**What this task involves**
Transcribe all records exactly; omit pictures.
**** Data extracts ****
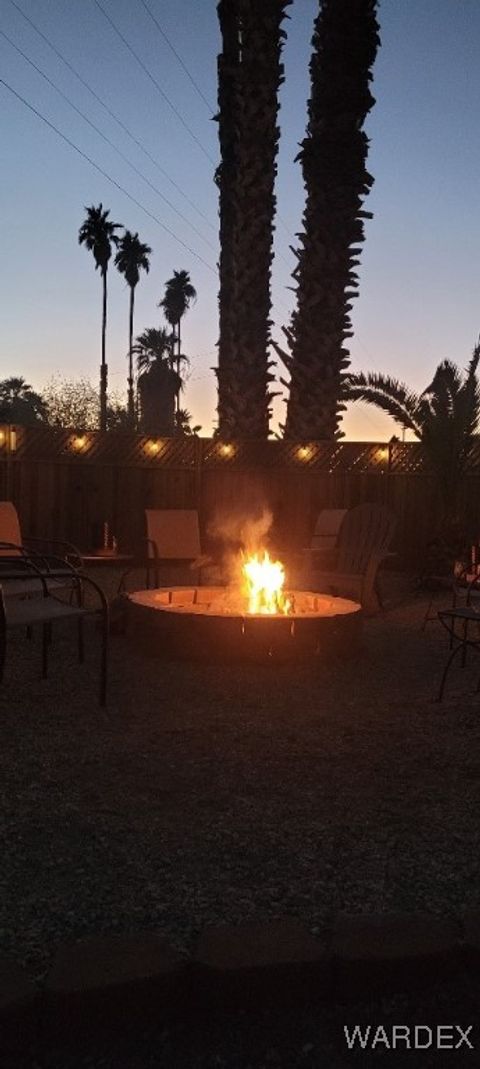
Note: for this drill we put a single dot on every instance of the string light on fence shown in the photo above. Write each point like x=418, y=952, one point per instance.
x=305, y=453
x=152, y=447
x=79, y=443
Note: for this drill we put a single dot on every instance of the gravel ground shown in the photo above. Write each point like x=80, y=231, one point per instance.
x=210, y=794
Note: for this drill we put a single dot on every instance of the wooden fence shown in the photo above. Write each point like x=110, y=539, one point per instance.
x=65, y=483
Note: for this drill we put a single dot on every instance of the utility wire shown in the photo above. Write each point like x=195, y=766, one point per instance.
x=179, y=58
x=112, y=114
x=105, y=174
x=157, y=87
x=97, y=130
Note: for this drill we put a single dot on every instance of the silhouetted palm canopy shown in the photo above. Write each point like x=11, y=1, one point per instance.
x=158, y=382
x=154, y=347
x=130, y=259
x=179, y=294
x=19, y=403
x=444, y=417
x=97, y=233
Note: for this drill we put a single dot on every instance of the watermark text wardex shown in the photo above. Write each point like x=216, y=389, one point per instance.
x=418, y=1037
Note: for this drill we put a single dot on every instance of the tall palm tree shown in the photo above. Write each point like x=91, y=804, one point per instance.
x=158, y=383
x=179, y=294
x=183, y=424
x=19, y=403
x=249, y=77
x=333, y=156
x=130, y=259
x=97, y=232
x=444, y=418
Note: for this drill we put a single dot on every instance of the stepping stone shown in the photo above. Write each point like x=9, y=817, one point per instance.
x=259, y=963
x=392, y=951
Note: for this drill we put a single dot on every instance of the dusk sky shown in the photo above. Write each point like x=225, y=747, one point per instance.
x=419, y=278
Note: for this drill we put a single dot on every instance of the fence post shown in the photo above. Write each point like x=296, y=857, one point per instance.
x=198, y=460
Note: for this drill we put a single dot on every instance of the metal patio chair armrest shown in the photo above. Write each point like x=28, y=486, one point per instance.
x=152, y=561
x=72, y=551
x=371, y=598
x=327, y=557
x=473, y=587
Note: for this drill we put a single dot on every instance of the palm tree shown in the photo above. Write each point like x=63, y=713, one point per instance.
x=333, y=156
x=183, y=423
x=179, y=294
x=158, y=382
x=19, y=403
x=249, y=77
x=444, y=418
x=98, y=234
x=130, y=259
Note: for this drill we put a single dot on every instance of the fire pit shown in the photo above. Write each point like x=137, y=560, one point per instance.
x=208, y=623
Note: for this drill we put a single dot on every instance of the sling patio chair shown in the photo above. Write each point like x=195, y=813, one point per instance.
x=41, y=606
x=172, y=539
x=323, y=545
x=364, y=542
x=57, y=560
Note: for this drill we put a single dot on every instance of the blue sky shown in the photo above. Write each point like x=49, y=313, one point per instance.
x=419, y=277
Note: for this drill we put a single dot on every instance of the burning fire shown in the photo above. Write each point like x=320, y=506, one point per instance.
****
**Exercise output**
Note: for this drill we put a single dot on every instance of the string light on fence shown in the photo above. Write each point like x=418, y=952, one point per instance.
x=305, y=453
x=152, y=447
x=79, y=443
Note: for this drill we put a single dot on every instance of the gravel ground shown in the photo above. Write each point like x=80, y=231, one point per instance.
x=210, y=794
Note: for this drill we put a single dot on every instance of the wooden fence shown in the photo above. Write each point like x=110, y=539, one point per instance.
x=65, y=483
Note: for this drill we put a single dot on every instance of the utility wire shown in the photo above. Write each point like x=195, y=766, one point per instance.
x=179, y=58
x=112, y=114
x=105, y=174
x=157, y=87
x=97, y=130
Note: for this drill we put a single dot on every instance of the silhouetted palm canopy shown in the photo above. Write each point like x=11, y=1, one point per instance.
x=158, y=382
x=154, y=347
x=130, y=259
x=179, y=294
x=19, y=403
x=444, y=417
x=97, y=233
Note: for this drill we put a single dot on every instance of the watermark text wardex shown in the photo above. Write each point like x=216, y=389, one point per instance.
x=418, y=1037
Note: for this drill we put a single dot on every instance of the tall palm tree shown in the photo above. Write each point like x=91, y=804, one point per instance.
x=158, y=383
x=179, y=294
x=183, y=424
x=19, y=403
x=249, y=77
x=333, y=156
x=130, y=259
x=97, y=232
x=444, y=418
Note: for this drill we put a single dot on every instance of the stepping stone shown in the photo above. Write each point like x=9, y=817, one point per instance.
x=259, y=963
x=392, y=951
Note: for this drill we put a single dot on every instance of the dusk sky shown in the photo above. Write each point like x=225, y=747, one point per instance.
x=419, y=278
Note: for this drill we put a single dot on every instance of the fence post shown in the photo above. Write each point like x=296, y=857, one point per instance.
x=198, y=460
Note: for this drill we put a single dot on every instance of the metal patio chair armrest shown in the photo above. Write each point like x=28, y=486, one point per instance.
x=152, y=561
x=72, y=551
x=371, y=598
x=327, y=557
x=473, y=587
Note: for this drill we put a single dot on every instance of the palm tree shown in the photo above. Write each point like x=63, y=713, one point per instance.
x=333, y=156
x=183, y=423
x=179, y=294
x=158, y=382
x=19, y=403
x=249, y=77
x=444, y=418
x=98, y=234
x=130, y=259
Note: for this drill we put a single dot on every instance of the fire pit shown in the photo above. Write each point like x=137, y=560, one point per instance.
x=208, y=623
Note: for this drill we put a single dot on every instance of the sling patio chair shown in the photo above. Write each point like x=195, y=813, one point per instance.
x=41, y=606
x=172, y=539
x=323, y=545
x=364, y=542
x=57, y=560
Note: for this drill we put a single dot on every instance of the blue sky shown in the photo above. Write each point like x=49, y=313, one point per instance.
x=419, y=277
Note: for this drill we put a single dot on every instance of the burning fire shown in the photo above. Write each point like x=320, y=506, one point per instance.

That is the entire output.